• WORK REQUIRED
Pick out every line in the entries below that contains the word "mushroom", and copy each one.

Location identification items
━━━━━━━━━━━━━━━━━━━━━━━━━━━━━━
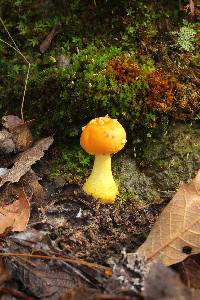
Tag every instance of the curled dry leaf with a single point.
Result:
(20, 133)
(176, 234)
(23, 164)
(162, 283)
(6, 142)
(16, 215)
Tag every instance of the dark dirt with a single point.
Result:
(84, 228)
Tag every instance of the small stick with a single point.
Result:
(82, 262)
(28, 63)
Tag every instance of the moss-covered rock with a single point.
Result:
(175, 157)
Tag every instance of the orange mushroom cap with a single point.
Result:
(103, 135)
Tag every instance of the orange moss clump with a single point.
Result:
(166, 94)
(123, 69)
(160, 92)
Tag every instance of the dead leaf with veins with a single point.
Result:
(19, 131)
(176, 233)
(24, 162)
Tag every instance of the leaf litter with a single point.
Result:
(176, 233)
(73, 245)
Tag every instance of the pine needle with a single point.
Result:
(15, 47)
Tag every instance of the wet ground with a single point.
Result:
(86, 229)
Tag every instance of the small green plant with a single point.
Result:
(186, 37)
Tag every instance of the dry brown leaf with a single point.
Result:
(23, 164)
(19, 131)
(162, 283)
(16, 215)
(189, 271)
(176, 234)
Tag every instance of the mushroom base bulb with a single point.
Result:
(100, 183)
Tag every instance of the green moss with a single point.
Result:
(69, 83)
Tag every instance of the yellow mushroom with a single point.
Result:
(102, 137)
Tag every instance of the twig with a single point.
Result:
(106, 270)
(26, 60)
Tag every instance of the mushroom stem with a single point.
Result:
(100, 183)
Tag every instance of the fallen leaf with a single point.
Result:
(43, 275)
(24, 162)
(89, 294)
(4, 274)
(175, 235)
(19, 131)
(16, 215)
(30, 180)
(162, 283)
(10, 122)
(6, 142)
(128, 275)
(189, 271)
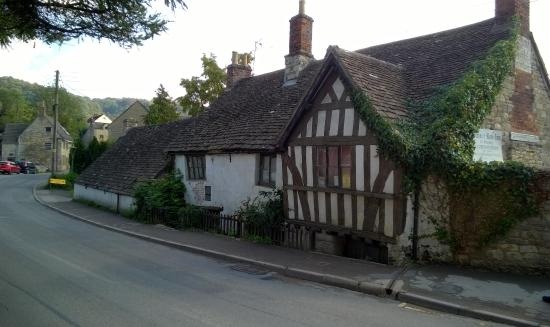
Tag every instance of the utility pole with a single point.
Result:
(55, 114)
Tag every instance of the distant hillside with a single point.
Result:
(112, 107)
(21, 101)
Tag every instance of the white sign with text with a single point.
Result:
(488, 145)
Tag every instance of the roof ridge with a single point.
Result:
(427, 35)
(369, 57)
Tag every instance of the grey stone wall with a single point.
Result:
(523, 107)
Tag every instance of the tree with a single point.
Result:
━━━━━━━━━━━━━━━━━━━━━━━━━━━━━━
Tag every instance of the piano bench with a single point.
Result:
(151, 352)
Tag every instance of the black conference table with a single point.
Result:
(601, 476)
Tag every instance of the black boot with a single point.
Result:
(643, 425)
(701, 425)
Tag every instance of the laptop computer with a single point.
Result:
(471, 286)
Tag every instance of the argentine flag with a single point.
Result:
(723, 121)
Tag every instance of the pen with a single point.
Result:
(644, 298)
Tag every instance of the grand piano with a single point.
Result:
━━━━━━━━━━━━━━━━━━━━━━━━━━━━━━
• OUTPUT BELOW
Tag every instance of the orange mushroom cap with a single point.
Tag every instance of the mushroom base bulb with a single point.
Tag every instance of the yellow mushroom with a single point.
Tag every instance of the mushroom stem with a single point.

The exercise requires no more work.